Written request:
Count the lines in the material below that contain the word "water". Give only the number.

........

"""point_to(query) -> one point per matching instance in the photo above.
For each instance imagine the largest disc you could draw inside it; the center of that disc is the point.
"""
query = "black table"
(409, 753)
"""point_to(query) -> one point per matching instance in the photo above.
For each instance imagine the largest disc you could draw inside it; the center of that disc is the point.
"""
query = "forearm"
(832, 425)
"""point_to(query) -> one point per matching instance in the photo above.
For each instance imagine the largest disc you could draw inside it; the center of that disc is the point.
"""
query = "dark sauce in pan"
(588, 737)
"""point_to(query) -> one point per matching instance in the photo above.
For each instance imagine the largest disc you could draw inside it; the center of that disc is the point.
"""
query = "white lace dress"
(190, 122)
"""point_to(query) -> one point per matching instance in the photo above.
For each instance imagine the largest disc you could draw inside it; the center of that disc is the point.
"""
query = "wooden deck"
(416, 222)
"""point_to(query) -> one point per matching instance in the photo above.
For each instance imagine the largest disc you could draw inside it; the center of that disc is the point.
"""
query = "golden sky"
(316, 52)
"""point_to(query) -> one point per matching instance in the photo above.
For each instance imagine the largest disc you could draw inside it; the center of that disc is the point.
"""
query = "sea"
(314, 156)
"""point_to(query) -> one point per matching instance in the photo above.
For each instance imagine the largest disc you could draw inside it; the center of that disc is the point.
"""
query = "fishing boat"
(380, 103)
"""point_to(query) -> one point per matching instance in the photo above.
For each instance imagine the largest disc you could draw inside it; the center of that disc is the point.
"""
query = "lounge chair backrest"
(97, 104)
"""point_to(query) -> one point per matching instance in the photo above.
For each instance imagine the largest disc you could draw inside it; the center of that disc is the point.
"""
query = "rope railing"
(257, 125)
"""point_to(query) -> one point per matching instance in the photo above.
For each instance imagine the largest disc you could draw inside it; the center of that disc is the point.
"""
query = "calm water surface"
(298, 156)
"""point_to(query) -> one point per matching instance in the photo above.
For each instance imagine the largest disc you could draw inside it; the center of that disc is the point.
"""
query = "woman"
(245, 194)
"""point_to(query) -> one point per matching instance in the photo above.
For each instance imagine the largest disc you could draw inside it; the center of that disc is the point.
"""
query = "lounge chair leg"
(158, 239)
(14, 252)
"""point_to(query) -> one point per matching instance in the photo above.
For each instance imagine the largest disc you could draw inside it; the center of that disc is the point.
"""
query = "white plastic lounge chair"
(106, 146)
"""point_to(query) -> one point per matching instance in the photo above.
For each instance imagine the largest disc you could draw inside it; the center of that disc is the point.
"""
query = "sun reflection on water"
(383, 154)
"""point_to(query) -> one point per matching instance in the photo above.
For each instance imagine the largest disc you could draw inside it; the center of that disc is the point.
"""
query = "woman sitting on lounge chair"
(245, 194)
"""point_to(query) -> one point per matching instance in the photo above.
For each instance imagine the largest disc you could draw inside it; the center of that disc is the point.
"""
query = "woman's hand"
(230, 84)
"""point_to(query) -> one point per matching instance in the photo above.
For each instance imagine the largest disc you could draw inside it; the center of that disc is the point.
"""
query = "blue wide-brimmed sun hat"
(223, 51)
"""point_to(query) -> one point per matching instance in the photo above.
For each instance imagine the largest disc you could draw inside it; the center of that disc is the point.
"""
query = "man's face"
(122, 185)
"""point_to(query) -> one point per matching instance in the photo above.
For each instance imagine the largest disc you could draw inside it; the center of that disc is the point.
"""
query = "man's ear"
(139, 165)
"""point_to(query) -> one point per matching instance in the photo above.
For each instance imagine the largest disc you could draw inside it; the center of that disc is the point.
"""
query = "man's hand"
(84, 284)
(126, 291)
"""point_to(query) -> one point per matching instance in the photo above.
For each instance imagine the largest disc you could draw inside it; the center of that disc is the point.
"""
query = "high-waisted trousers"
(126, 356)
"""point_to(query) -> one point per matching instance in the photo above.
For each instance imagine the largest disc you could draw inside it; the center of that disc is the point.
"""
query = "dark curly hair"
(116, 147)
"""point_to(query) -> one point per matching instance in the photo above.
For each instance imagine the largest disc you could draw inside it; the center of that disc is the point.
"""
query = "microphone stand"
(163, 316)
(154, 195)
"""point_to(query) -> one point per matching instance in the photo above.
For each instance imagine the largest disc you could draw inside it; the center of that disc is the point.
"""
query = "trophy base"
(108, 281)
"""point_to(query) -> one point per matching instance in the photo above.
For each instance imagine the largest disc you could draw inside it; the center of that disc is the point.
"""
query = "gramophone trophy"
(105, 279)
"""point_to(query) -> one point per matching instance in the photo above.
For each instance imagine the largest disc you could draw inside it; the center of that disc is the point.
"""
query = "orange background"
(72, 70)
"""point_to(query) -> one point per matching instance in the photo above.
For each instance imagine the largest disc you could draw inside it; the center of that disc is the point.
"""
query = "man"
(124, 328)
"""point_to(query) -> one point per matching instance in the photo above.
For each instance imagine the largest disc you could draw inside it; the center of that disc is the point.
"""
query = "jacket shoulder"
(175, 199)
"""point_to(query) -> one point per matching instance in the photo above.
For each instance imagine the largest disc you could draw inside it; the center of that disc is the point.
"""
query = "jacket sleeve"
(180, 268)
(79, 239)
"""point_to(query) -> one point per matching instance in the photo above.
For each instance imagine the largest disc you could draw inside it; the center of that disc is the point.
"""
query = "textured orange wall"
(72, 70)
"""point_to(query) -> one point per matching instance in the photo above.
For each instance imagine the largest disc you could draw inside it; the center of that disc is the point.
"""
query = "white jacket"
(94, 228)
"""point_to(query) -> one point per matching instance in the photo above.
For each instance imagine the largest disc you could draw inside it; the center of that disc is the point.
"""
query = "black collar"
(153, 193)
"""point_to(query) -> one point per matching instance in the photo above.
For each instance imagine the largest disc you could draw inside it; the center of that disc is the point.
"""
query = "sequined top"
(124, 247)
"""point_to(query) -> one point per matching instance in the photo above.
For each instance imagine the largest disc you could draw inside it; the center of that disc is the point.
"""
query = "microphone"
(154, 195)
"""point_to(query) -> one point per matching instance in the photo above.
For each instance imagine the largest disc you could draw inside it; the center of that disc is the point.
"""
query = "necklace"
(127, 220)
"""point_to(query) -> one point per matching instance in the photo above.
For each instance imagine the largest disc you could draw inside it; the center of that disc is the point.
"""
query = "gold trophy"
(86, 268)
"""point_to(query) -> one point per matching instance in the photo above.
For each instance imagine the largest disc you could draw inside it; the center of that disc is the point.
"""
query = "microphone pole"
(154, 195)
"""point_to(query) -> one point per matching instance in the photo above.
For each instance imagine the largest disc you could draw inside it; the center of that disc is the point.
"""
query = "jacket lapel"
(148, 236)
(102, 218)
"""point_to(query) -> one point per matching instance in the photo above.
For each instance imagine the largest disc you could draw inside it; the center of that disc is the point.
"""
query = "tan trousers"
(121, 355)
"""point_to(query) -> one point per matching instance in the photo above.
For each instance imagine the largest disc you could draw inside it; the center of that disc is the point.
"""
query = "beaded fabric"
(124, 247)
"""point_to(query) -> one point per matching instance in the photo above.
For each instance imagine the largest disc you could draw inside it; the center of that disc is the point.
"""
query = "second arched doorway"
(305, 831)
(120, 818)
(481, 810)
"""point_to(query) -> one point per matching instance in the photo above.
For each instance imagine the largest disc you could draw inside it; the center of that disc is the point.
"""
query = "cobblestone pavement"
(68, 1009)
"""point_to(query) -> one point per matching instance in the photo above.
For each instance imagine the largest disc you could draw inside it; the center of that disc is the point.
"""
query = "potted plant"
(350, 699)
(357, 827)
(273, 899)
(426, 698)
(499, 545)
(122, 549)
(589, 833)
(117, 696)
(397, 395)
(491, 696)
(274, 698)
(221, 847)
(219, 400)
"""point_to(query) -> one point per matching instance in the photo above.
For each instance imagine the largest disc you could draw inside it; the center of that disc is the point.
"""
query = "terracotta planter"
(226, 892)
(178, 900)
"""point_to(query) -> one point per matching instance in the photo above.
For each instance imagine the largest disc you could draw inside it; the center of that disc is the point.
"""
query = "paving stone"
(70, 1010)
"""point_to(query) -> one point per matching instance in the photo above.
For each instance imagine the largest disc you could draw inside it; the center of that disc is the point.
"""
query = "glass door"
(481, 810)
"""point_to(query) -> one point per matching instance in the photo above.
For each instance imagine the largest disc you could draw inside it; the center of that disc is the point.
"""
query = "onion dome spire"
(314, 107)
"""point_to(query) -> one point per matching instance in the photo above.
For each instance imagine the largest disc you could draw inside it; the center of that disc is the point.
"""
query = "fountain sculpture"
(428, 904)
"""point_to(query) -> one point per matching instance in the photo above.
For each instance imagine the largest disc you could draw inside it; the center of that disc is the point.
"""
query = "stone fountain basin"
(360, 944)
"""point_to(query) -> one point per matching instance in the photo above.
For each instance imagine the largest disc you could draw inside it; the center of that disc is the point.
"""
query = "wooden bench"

........

Written response:
2